Share why you are doing PES events and what your goals are on this page.

In various meetings and readings recently, I have heard people suggest different reasons for public engagement with science. Here are a few:
  1. To gain public support for science in general or for some specific area or activity in science or technology
  2. To educate the public, to give them tools -- knowledge and skills so that they will make better decisions in their own lives
  3. To inform scientists and policymakers with public views so they will make better decisions on their own work
  4. To build bridges between the science community and the public -- a collaborative work environment for dealing with science related issues today and tomorrow
  5. To establish a system of anticipatory governance that provides knowledge, tools, attitudes, relationships, and activities that supports decisions by people everywhere in the various roles they play in life that in various ways affect the future.
  6. To coordinate an effort that involves government, industry, academia, and the public around specific current and serious problems that require system wide collaboration such as global climate change.

Here are some more detailed entries about goals for PES that come from various projects and publications. Please add yours.

*Challenge A*
Using the text on public engagement with science, decide whether each statement agrees with it: (i) one reason given is to educate the public so they make better decisions in their own lives; (ii) global climate change is offered as an example of a problem that requires system wide collaboration; (iii) the reasons listed were taken from a single government report. Answer yes or no for each, and quote the words of the text that settle it.
*Challenge B*
Reproduce word for word the part of the text on public engagement with science starting at "6. To coordinate" and ending at "Please add yours.".

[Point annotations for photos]
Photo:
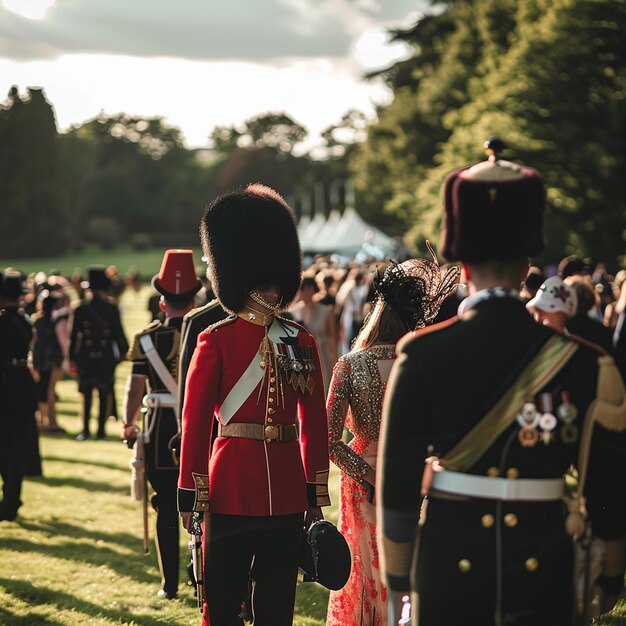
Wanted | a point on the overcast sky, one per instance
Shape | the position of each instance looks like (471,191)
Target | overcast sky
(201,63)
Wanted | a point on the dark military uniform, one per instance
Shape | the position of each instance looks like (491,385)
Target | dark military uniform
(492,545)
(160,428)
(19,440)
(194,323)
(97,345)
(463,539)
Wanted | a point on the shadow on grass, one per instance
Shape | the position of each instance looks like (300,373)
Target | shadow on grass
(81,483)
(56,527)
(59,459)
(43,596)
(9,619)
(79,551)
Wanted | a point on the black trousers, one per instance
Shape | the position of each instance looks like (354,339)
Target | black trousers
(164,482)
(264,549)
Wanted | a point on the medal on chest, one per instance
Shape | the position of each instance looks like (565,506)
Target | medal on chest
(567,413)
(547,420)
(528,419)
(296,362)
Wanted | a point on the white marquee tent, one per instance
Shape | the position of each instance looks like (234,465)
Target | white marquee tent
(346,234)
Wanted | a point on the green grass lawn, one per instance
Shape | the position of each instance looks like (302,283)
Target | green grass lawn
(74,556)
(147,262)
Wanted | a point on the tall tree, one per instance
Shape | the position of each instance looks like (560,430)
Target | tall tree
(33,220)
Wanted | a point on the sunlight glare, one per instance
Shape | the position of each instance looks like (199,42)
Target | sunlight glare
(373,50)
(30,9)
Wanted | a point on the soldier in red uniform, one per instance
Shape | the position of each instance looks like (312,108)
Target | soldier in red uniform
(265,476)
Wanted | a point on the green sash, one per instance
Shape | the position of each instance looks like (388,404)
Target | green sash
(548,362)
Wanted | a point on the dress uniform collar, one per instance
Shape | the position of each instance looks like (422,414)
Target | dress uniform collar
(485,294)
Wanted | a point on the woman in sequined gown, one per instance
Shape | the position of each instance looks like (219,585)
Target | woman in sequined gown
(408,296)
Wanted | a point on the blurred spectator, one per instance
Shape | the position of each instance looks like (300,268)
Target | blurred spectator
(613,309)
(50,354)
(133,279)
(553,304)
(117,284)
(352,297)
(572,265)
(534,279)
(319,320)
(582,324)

*Expected answer A*
(i) Yes: "To educate the public, to give them tools -- knowledge and skills so that they will make better decisions in their own lives"
(ii) Yes: "specific current and serious problems that require system wide collaboration such as global climate change"
(iii) No: "In various meetings and readings recently, I have heard people suggest different reasons for public engagement with science."

*Expected answer B*
6. To coordinate an effort that involves government, industry, academia, and the public around specific current and serious problems that require system wide collaboration such as global climate change.

Here are some more detailed entries about goals for PES that come from various projects and publications. Please add yours.